## What is being asked:
Render every line of the listing below as a Markdown table with the columns Row and Text. Put a running number in Row and the line in Text, and leave out blank lines.

[Dataset records]
__________________________________________________

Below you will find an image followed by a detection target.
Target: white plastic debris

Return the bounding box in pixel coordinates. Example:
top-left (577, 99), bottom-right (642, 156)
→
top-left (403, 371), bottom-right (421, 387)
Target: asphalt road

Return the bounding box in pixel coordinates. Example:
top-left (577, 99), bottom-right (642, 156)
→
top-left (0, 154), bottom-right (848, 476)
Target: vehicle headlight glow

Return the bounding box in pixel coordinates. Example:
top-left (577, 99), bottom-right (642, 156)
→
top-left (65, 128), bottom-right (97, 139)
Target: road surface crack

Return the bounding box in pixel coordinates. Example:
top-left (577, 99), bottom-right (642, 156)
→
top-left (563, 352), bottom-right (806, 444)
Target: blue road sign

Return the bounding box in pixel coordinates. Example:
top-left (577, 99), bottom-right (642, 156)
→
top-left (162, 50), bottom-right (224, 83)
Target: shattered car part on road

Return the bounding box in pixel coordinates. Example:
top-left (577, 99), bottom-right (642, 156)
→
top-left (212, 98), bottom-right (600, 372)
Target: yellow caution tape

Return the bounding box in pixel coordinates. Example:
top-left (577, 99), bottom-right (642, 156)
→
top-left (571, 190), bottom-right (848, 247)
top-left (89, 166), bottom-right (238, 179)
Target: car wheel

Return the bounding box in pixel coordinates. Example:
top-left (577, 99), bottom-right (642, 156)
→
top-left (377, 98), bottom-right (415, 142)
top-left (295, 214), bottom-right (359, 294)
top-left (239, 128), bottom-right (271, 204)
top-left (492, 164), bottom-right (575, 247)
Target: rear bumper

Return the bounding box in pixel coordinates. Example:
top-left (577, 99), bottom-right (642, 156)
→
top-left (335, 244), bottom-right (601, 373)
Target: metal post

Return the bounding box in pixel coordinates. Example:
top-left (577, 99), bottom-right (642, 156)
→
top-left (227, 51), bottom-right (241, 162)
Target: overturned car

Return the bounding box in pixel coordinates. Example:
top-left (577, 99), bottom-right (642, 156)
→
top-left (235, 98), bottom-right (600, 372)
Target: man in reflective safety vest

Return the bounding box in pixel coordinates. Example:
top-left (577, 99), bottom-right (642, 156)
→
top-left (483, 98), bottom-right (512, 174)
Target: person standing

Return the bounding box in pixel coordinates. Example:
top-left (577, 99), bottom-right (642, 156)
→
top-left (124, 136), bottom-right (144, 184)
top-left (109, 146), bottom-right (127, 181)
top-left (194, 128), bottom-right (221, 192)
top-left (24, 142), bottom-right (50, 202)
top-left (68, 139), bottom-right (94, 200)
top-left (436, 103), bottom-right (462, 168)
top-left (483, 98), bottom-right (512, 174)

__________________________________________________

## The result:
| Row | Text |
|---|---|
| 1 | Below you will find an image followed by a detection target. |
| 2 | Target: white plastic debris |
| 3 | Return the bounding box in pixel coordinates. Example: |
| 4 | top-left (577, 99), bottom-right (642, 156) |
| 5 | → |
| 6 | top-left (403, 371), bottom-right (421, 387) |
| 7 | Target: asphalt road |
| 8 | Return the bounding box in pixel coordinates. Example: |
| 9 | top-left (577, 99), bottom-right (642, 156) |
| 10 | → |
| 11 | top-left (0, 154), bottom-right (848, 476) |
| 12 | Target: vehicle headlight glow |
| 13 | Return the bounding box in pixel coordinates. Example: |
| 14 | top-left (577, 99), bottom-right (642, 156) |
| 15 | → |
| 16 | top-left (65, 128), bottom-right (97, 139) |
| 17 | Target: road surface crack |
| 18 | Return the bounding box in pixel coordinates. Example: |
| 19 | top-left (577, 99), bottom-right (642, 156) |
| 20 | → |
| 21 | top-left (563, 352), bottom-right (806, 444) |
| 22 | Target: blue road sign |
| 23 | Return the bounding box in pixel coordinates. Example: |
| 24 | top-left (577, 99), bottom-right (642, 156) |
| 25 | → |
| 26 | top-left (162, 50), bottom-right (224, 83) |
| 27 | Target: shattered car part on road |
| 28 | Return the bounding box in pixel coordinates. Example: |
| 29 | top-left (577, 99), bottom-right (642, 156) |
| 30 | → |
| 31 | top-left (212, 98), bottom-right (600, 372) |
| 32 | Target: yellow caution tape |
| 33 | Return the bounding box in pixel coordinates. Example: |
| 34 | top-left (577, 99), bottom-right (642, 156) |
| 35 | → |
| 36 | top-left (571, 190), bottom-right (848, 247) |
| 37 | top-left (89, 166), bottom-right (238, 179) |
| 38 | Target: car wheel |
| 39 | Return the bounding box in pixel coordinates. Example: |
| 40 | top-left (577, 99), bottom-right (642, 156) |
| 41 | → |
| 42 | top-left (377, 98), bottom-right (415, 142) |
| 43 | top-left (295, 214), bottom-right (359, 294) |
| 44 | top-left (239, 128), bottom-right (271, 204) |
| 45 | top-left (492, 164), bottom-right (575, 247) |
| 46 | Target: rear bumper |
| 47 | Return the bounding box in pixel coordinates. Example: |
| 48 | top-left (577, 99), bottom-right (642, 156) |
| 49 | → |
| 50 | top-left (335, 244), bottom-right (601, 373) |
| 51 | Target: metal post |
| 52 | Return the bounding box in pixel coordinates. Example: |
| 53 | top-left (577, 99), bottom-right (642, 156) |
| 54 | → |
| 55 | top-left (227, 51), bottom-right (241, 162) |
| 56 | Target: overturned car |
| 57 | Return the bounding box in pixel coordinates. Example: |
| 58 | top-left (577, 99), bottom-right (642, 156) |
| 59 | → |
| 60 | top-left (235, 98), bottom-right (600, 372) |
| 61 | Target: man in reflective safety vest |
| 62 | Return the bounding box in pixel coordinates. Example: |
| 63 | top-left (577, 99), bottom-right (642, 156) |
| 64 | → |
| 65 | top-left (483, 98), bottom-right (512, 174) |
| 66 | Target: person standing |
| 67 | Return the bounding box in pixel coordinates. Example: |
| 68 | top-left (577, 99), bottom-right (642, 156) |
| 69 | → |
| 70 | top-left (124, 136), bottom-right (144, 184) |
| 71 | top-left (109, 146), bottom-right (127, 181) |
| 72 | top-left (194, 128), bottom-right (221, 192) |
| 73 | top-left (24, 142), bottom-right (50, 202) |
| 74 | top-left (68, 139), bottom-right (94, 200) |
| 75 | top-left (436, 103), bottom-right (462, 168) |
| 76 | top-left (483, 98), bottom-right (512, 174) |